Write out again the stretch of rows from the line containing "Guideline: the keypoint for each instance of the metal bar" through the end of the rows, requests included, scaling every point coordinate in the answers by 1.2 and rounding to whole numbers with halves going up. Leave the pictures out.

» Collection entries

- - -

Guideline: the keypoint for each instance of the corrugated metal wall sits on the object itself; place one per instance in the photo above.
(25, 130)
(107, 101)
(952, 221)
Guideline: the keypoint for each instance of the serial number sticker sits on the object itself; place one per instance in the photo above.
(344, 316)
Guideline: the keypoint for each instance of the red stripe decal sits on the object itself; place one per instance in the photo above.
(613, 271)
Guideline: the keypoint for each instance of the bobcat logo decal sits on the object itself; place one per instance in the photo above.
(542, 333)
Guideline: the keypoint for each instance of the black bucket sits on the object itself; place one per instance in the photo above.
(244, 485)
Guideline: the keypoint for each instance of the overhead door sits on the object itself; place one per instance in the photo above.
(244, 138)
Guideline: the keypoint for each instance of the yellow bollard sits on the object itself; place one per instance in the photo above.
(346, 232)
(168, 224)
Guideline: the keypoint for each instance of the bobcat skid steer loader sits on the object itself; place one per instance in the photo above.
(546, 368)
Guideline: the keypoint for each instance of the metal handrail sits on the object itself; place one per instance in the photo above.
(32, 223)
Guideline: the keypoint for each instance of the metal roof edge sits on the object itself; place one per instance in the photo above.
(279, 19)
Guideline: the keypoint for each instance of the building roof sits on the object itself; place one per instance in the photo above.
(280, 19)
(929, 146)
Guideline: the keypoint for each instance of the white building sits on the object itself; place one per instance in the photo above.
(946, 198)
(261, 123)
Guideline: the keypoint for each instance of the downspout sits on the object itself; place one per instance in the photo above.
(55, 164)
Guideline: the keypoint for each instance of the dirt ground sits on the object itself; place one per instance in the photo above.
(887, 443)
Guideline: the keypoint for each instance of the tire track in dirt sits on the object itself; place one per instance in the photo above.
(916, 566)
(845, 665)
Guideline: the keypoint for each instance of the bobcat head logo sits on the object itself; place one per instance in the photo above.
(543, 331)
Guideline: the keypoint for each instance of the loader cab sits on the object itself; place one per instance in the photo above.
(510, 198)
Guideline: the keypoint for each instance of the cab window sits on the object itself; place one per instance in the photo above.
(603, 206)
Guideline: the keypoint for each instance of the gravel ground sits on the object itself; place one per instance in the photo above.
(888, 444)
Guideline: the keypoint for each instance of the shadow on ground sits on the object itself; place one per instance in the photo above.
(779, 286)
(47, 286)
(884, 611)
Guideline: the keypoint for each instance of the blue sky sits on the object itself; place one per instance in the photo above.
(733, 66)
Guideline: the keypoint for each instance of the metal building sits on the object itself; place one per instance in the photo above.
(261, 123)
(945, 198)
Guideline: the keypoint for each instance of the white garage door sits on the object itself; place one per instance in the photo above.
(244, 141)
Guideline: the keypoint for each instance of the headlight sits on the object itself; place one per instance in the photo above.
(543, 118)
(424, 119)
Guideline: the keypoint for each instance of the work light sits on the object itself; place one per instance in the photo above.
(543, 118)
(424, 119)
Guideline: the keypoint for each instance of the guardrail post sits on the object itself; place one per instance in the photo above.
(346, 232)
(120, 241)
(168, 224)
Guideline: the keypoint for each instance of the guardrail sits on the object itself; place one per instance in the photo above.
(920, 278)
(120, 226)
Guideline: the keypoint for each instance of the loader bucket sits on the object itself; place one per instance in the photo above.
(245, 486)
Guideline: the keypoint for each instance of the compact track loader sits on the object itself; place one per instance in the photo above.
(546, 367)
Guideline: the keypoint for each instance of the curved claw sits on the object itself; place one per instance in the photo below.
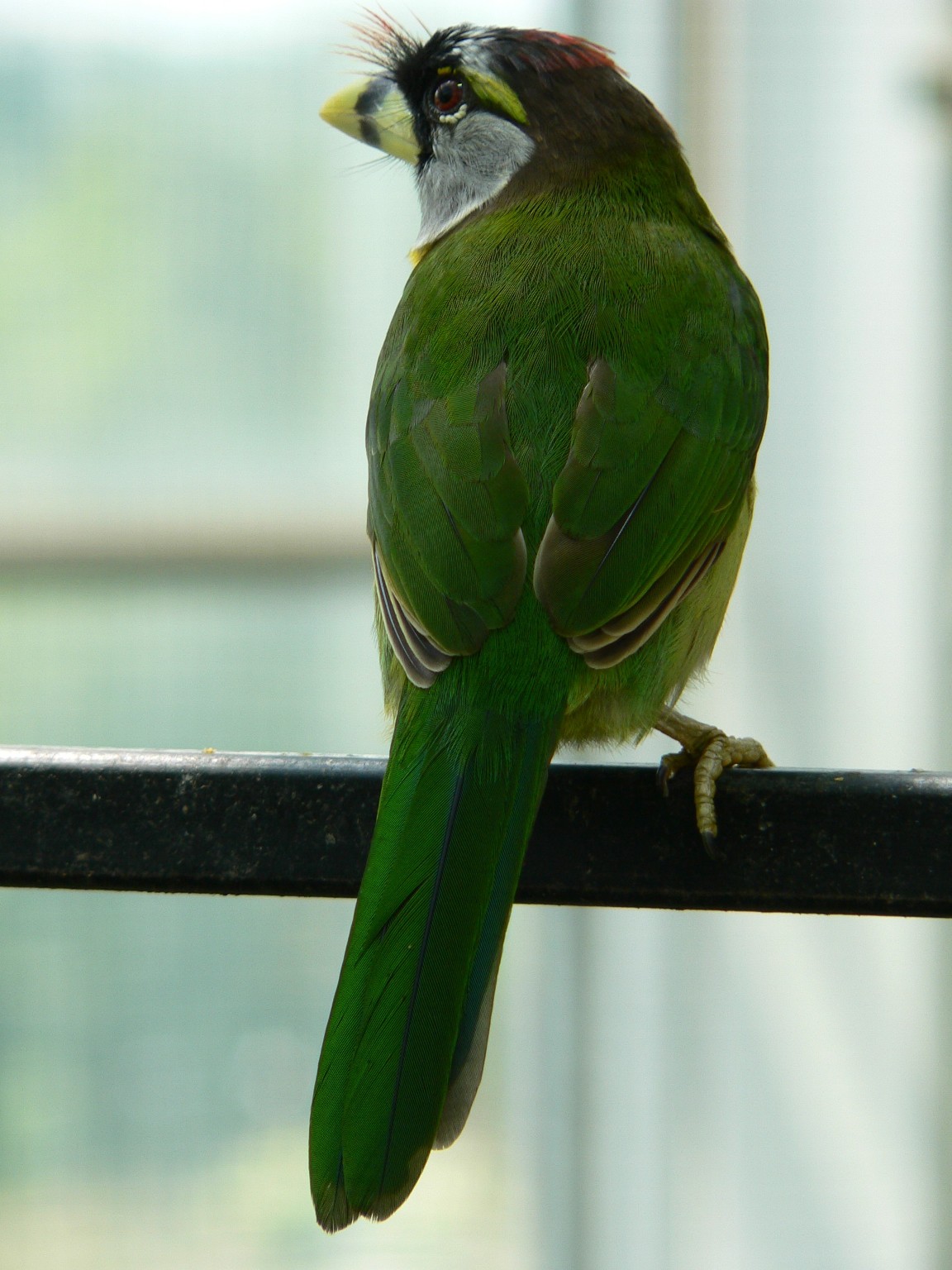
(669, 766)
(711, 751)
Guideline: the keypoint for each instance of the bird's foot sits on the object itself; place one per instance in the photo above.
(708, 751)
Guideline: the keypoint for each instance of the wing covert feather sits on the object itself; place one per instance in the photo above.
(656, 474)
(447, 500)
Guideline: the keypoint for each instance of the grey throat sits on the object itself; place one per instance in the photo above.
(471, 161)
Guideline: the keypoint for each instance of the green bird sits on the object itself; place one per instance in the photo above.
(561, 440)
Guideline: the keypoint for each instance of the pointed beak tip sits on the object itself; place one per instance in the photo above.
(380, 120)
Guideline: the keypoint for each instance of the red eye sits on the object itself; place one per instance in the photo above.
(448, 97)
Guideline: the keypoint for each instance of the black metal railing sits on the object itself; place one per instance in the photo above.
(298, 824)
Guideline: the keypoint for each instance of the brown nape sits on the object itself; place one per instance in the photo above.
(589, 120)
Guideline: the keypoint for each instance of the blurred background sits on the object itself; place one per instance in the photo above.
(196, 276)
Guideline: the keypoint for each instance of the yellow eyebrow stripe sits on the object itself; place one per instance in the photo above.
(495, 92)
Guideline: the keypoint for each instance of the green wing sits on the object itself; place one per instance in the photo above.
(445, 508)
(662, 456)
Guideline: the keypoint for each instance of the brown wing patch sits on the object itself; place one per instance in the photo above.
(418, 654)
(629, 632)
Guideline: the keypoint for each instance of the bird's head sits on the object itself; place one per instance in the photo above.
(473, 107)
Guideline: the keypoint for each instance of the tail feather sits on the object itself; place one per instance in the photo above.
(410, 1015)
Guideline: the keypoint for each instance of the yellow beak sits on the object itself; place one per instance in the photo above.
(374, 112)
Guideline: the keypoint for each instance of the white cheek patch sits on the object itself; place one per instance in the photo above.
(471, 163)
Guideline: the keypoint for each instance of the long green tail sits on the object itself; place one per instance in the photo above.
(405, 1043)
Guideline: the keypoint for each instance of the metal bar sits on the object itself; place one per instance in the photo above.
(298, 824)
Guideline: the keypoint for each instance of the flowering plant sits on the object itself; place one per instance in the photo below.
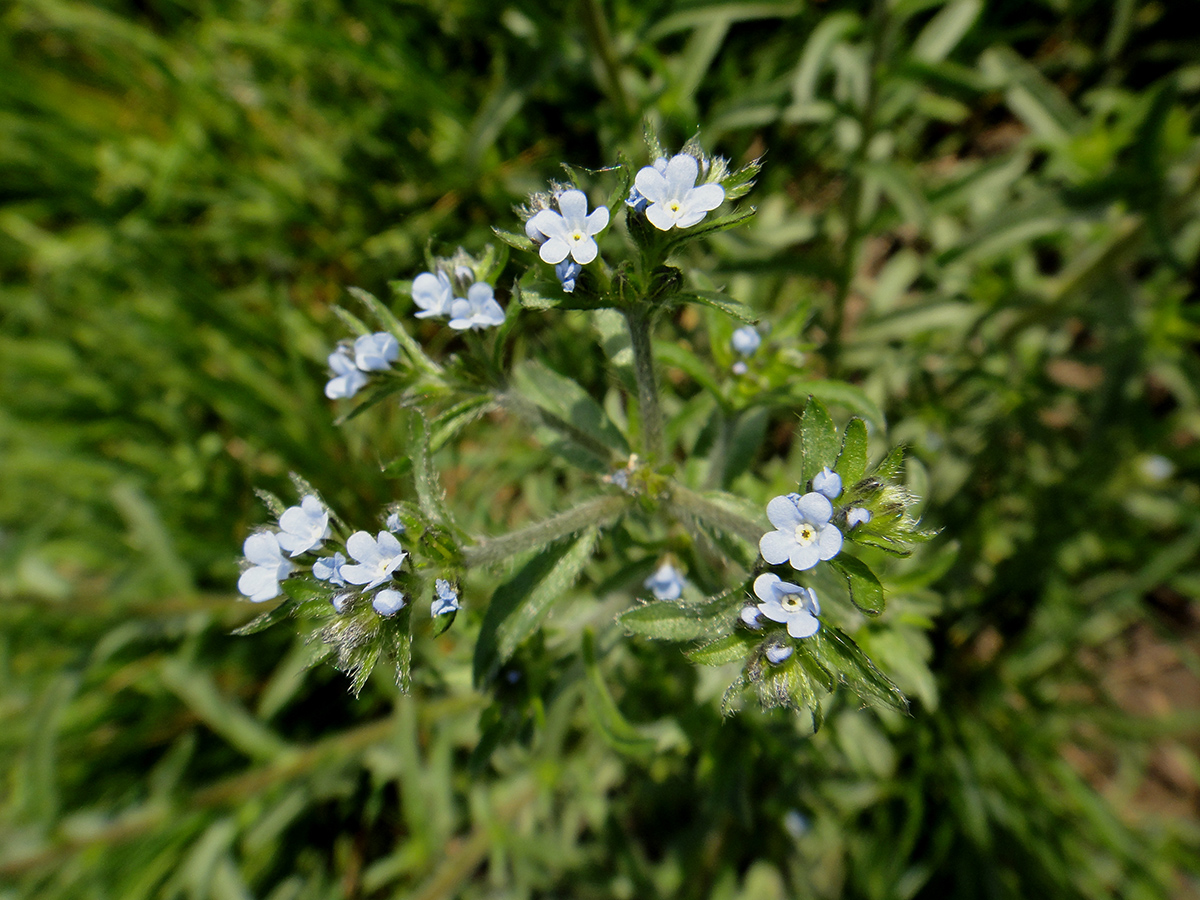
(661, 514)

- - -

» ANSWER TO THIS PROBLEM
Guideline: the keypoint for each instance of the metal bar sits on the object itself; place one per instance in the photo above.
(358, 989)
Guideline: the keypoint for each instance of the flowering plant sits on the object itself; place one per instance in the photo below.
(793, 617)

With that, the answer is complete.